*Stated goal A*
Please rewrite the entries from their first line down to the line containing "column 33, row 31", switching "foliage" to "greenery" and keeping everything else unchanged.

*Page excerpt*

For MBM, since we report total bytes for the duration the perf counts,
we need to keep the total bytes counted every time we loose an RMID.
Introduce rc_count(recycle count) per event
keep this history count(all bytes counted before the current RMID).

If we do not keep this count separately then we may end up sending a
count that may be less than the previous count during -I perf stat
option which leads to negative numbers being reported in the perf. This
happens say when we counted a greater amount with RMID1 and then
counted lesser with RMID2, and if user checks counts in interval mode
after RMID1 and then again after RMID2.

Signed-off-by: Vikas Shivappa <[email protected]>
---
arch/x86/events/intel/cqm.c | 40 +++++++++++++++++++++++++++++++++++++---
include/linux/perf_event.h | 1 +
2 files changed, 38 insertions(+), 3 deletions(-)

diff --git a/arch/x86/events/intel/cqm.c b/arch/x86/events/intel/cqm.c
index 8dfba39..e679c39 100644
--- a/arch/x86/events/intel/cqm.c
+++ b/arch/x86/events/intel/cqm.c
@@ -479,6 +479,16 @@ static void cqm_mask_call(struct rmid_read *rr)
on_each_cpu_mask(&cqm_cpumask, __intel_cqm_event_count, rr, 1);
}

+static inline void mbm_set_rccount(
+ struct perf_event *event, struct rmid_read *rr)

*Stated goal B*
Answer these questions about the patch excerpt, one per line:
(i) What count does the patch introduce per event?
(ii) How many files does the patch change, and with how many insertions and deletions?
(iii) With which perf stat option can negative numbers end up being reported?

*Exercise inputs*
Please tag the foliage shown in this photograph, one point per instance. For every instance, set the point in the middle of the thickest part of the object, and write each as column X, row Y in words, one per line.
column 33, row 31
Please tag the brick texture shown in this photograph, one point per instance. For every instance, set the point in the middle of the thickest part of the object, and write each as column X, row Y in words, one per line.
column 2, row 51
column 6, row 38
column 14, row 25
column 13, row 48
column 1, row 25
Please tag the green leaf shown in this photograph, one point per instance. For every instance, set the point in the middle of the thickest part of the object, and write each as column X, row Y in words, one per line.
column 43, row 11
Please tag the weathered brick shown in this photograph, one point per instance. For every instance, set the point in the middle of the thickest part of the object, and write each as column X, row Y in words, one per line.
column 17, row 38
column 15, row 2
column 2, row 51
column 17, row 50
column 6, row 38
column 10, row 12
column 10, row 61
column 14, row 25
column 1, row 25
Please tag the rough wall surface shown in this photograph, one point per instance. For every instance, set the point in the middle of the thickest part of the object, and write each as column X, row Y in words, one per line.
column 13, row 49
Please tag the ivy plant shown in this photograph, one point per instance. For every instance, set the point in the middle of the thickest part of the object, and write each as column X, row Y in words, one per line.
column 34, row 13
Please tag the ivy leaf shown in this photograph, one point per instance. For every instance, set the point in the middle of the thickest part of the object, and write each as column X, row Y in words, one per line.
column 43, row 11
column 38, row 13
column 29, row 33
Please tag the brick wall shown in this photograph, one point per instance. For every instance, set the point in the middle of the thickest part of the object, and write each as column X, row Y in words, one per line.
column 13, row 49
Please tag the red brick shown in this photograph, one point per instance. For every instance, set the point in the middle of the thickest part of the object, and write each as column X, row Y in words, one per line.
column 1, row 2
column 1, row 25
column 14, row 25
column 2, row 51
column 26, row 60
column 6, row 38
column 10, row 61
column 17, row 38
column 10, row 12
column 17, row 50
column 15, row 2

*Task result A*
Please tag the greenery shown in this photograph, one point per instance. For every instance, set the point in the middle of the thickest part of the object, and write each as column X, row Y in words, one per line.
column 33, row 31

*Task result B*
(i) rc_count (recycle count)
(ii) 2 files, with 38 insertions and 3 deletions
(iii) The -I option